__Text section__:
——
Prasad raised Kumar on a vegetable farm near Ba, Fiji, and said that from an early age she showed her resilient work ethic.
“She worked very hard in the farm,” he said. “Early mornings she’d go milk the cow, make our breakfast, prepare us for school.”
In the hours before Kumar’s family began their own morning ritual, the intruder broke in.
Saroj Devi, Kumar’s wife, remembers the time exactly.
“I saw the time … it was 3:22 a.m.,” she said. “I was just laying in bed and I turned and I could feel somebody was walking in the house.”
Devi said she looked up and she saw a figure turning back from their bedroom, heading toward the kitchen.
“I was shaking,” she said. “I was in shock.”
She turned to wake her husband, but he suggested it was his mother, who Kumar said occasionally woke early. Devi, unconvinced, sat still. For a brief period of time, neither Devi nor Kumar moved, until Kumar jumped out of bed and dashed out of the bedroom.
“I don’t know what happened in my mind,” he said. “I was thinking that I’m going to ask my mother if she needs something, but I don’t know there is a stranger in there.”
As he left the bedroom, the intruder shined a flashlight in Kumar’s eyes, then began punching him and at one point pistol-whipping him across the head.
“He didn’t even say a word to me,” he said.
It was then that the first shot rang out.
“He fired one shot at the same time,” Kumar said. “It’s like something warm in my body.”
Kumar kept trying to stave off the intruder by grabbing a kitchen chair, but as the struggle continued and shots rang the damage was done.
——
__Data under study__:
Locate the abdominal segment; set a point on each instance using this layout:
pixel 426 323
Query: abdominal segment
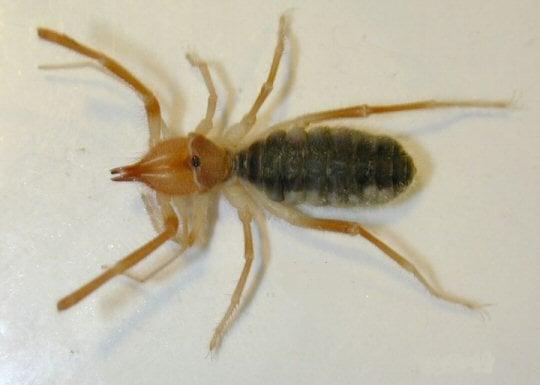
pixel 326 166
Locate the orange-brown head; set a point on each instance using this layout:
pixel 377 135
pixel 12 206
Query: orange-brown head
pixel 180 166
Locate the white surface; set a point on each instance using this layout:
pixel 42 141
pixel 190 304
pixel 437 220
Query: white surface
pixel 331 309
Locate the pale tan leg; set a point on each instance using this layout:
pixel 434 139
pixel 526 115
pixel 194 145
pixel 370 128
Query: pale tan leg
pixel 121 266
pixel 206 123
pixel 151 104
pixel 246 219
pixel 247 122
pixel 301 219
pixel 364 110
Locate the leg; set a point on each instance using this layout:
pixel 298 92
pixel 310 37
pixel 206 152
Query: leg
pixel 193 231
pixel 364 110
pixel 102 61
pixel 206 123
pixel 298 218
pixel 151 104
pixel 251 117
pixel 246 219
pixel 121 266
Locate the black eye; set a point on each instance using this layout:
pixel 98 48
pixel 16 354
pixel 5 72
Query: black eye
pixel 195 161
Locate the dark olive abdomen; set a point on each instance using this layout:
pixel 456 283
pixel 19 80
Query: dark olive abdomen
pixel 326 166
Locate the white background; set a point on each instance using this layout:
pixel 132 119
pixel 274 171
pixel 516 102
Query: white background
pixel 331 309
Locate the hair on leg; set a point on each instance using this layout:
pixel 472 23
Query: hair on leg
pixel 206 123
pixel 246 219
pixel 298 218
pixel 238 130
pixel 365 110
pixel 151 104
pixel 121 266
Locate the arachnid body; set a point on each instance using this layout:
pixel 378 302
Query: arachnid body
pixel 297 161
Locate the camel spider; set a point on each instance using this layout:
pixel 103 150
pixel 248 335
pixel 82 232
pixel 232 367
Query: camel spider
pixel 293 164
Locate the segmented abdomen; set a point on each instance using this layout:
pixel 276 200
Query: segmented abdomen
pixel 326 166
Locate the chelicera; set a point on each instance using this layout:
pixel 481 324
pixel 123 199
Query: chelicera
pixel 296 161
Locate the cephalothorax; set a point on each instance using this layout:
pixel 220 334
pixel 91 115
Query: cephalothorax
pixel 296 161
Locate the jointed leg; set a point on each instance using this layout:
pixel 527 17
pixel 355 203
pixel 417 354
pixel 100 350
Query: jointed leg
pixel 298 218
pixel 206 123
pixel 151 104
pixel 250 118
pixel 121 266
pixel 246 219
pixel 364 110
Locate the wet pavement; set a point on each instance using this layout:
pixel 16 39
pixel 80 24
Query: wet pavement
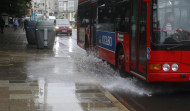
pixel 67 79
pixel 47 80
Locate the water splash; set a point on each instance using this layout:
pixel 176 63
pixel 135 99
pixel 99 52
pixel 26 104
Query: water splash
pixel 107 76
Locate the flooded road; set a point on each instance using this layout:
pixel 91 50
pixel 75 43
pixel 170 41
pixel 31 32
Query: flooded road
pixel 67 79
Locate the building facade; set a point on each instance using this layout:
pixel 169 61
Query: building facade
pixel 59 8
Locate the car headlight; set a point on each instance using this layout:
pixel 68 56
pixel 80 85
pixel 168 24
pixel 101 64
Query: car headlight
pixel 166 67
pixel 175 67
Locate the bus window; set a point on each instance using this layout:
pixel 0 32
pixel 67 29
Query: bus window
pixel 122 19
pixel 170 21
pixel 106 19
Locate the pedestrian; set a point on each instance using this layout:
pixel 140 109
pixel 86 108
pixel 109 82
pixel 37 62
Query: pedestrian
pixel 2 24
pixel 15 24
pixel 21 23
pixel 26 21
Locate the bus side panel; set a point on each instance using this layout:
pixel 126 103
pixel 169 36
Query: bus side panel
pixel 81 37
pixel 87 34
pixel 125 40
pixel 106 46
pixel 126 49
pixel 106 55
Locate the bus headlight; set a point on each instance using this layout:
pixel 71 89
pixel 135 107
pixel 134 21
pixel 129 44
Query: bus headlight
pixel 166 67
pixel 175 67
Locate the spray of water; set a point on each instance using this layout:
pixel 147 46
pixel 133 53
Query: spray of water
pixel 107 76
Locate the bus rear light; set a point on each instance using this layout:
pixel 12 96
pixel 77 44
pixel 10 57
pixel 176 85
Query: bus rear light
pixel 166 67
pixel 175 67
pixel 155 67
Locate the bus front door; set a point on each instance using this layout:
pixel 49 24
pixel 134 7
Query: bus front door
pixel 138 39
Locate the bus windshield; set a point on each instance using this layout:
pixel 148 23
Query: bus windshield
pixel 170 22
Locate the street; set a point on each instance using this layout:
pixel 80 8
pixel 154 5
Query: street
pixel 67 79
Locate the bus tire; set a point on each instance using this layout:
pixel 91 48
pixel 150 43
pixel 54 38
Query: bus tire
pixel 120 61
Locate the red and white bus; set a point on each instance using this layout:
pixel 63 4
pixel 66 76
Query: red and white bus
pixel 149 39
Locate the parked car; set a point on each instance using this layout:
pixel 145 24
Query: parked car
pixel 63 26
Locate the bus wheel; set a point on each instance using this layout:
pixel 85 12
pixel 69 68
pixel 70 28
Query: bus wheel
pixel 121 62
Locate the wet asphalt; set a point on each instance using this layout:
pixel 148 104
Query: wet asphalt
pixel 66 78
pixel 34 79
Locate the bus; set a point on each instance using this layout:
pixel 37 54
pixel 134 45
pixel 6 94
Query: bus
pixel 149 39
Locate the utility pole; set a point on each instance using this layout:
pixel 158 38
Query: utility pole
pixel 45 10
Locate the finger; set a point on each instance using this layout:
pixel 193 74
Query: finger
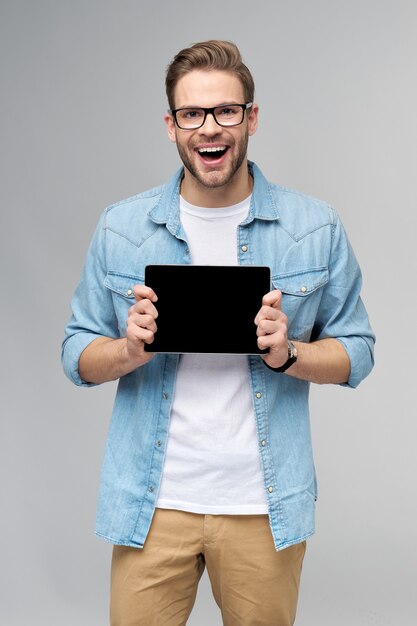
pixel 144 307
pixel 274 341
pixel 142 292
pixel 273 299
pixel 267 312
pixel 267 327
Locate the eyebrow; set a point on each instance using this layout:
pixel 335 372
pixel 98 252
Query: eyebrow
pixel 199 106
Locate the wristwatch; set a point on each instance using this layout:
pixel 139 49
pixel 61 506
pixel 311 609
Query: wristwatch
pixel 292 357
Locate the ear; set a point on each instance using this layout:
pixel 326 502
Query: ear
pixel 253 119
pixel 169 121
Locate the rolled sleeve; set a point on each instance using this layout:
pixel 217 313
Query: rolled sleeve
pixel 72 348
pixel 342 314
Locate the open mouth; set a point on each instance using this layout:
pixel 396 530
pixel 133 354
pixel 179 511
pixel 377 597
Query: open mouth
pixel 213 153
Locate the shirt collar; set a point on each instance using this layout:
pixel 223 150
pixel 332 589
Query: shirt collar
pixel 263 205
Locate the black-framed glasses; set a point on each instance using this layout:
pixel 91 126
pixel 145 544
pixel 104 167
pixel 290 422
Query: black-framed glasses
pixel 190 118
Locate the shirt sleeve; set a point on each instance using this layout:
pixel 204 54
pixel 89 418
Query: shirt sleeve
pixel 93 313
pixel 342 314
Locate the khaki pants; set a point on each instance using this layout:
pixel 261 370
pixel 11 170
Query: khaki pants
pixel 253 584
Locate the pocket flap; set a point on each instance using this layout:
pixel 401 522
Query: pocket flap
pixel 122 283
pixel 302 282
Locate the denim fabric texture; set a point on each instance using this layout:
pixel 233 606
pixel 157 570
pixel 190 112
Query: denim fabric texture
pixel 303 242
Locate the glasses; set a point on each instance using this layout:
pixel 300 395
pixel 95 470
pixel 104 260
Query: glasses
pixel 190 118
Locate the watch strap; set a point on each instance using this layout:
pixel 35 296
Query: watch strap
pixel 292 358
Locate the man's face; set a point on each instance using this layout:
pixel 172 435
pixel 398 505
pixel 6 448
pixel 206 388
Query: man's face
pixel 211 88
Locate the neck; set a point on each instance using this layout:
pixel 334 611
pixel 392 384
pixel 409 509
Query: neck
pixel 233 192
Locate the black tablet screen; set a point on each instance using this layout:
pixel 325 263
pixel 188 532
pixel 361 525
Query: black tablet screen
pixel 207 308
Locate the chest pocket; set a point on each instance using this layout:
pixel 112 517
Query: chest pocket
pixel 121 288
pixel 301 295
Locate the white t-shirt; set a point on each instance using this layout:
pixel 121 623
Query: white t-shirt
pixel 212 462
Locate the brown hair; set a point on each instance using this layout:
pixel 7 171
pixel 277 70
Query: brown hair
pixel 209 55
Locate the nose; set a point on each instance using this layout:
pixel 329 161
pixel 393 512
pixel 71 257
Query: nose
pixel 210 126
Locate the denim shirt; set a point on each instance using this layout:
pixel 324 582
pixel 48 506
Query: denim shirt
pixel 303 242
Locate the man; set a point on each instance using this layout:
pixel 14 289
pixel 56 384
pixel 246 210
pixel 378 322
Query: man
pixel 208 460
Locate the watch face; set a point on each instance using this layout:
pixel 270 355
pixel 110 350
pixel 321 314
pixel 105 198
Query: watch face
pixel 292 351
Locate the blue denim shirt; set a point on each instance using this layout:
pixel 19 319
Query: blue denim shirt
pixel 312 263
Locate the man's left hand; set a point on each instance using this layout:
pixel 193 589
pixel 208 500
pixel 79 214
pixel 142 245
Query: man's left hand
pixel 272 326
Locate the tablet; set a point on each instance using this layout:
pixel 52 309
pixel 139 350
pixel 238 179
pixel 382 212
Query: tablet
pixel 207 308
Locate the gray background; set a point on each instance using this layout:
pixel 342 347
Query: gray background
pixel 82 101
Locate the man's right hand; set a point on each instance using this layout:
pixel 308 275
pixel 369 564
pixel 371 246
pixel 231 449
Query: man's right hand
pixel 107 359
pixel 141 325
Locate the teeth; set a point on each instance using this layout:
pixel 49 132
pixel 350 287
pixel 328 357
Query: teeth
pixel 214 149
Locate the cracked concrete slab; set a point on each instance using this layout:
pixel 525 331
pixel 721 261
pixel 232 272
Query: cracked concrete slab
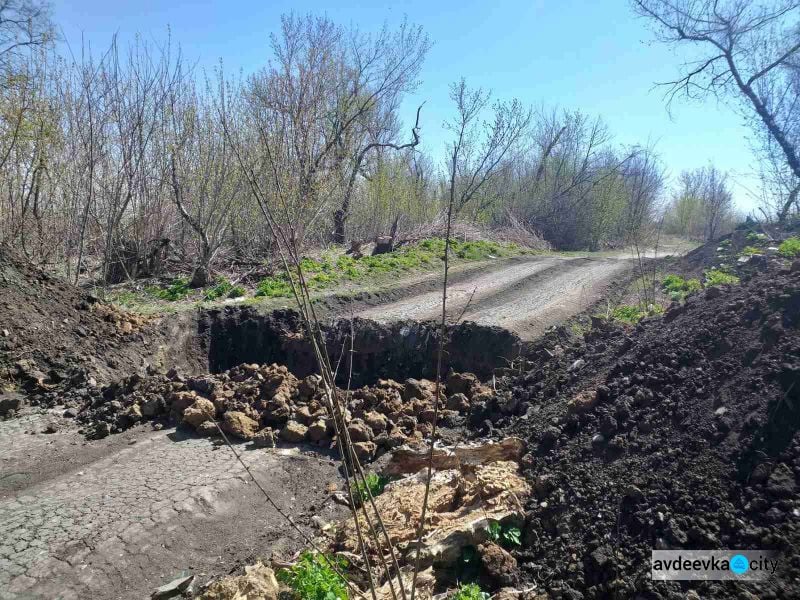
——
__Problems and tasks__:
A - Copy the break-in account between "Devi said she" and "shot rang out.", inclusive.
B - According to the break-in account, why did Kumar jump out of bed and leave the bedroom?

__Responses by item number__:
A -
Devi said she looked up and she saw a figure turning back from their bedroom, heading toward the kitchen.
“I was shaking,” she said. “I was in shock.”
She turned to wake her husband, but he suggested it was his mother, who Kumar said occasionally woke early. Devi, unconvinced, sat still. For a brief period of time, neither Devi nor Kumar moved, until Kumar jumped out of bed and dashed out of the bedroom.
“I don’t know what happened in my mind,” he said. “I was thinking that I’m going to ask my mother if she needs something, but I don’t know there is a stranger in there.”
As he left the bedroom, the intruder shined a flashlight in Kumar’s eyes, then began punching him and at one point pistol-whipping him across the head.
“He didn’t even say a word to me,” he said.
It was then that the first shot rang out.

B - He was thinking of asking his mother if she needed something. He didn't know a stranger was in the house, and he had suggested the figure Devi saw was his mother, who occasionally woke early.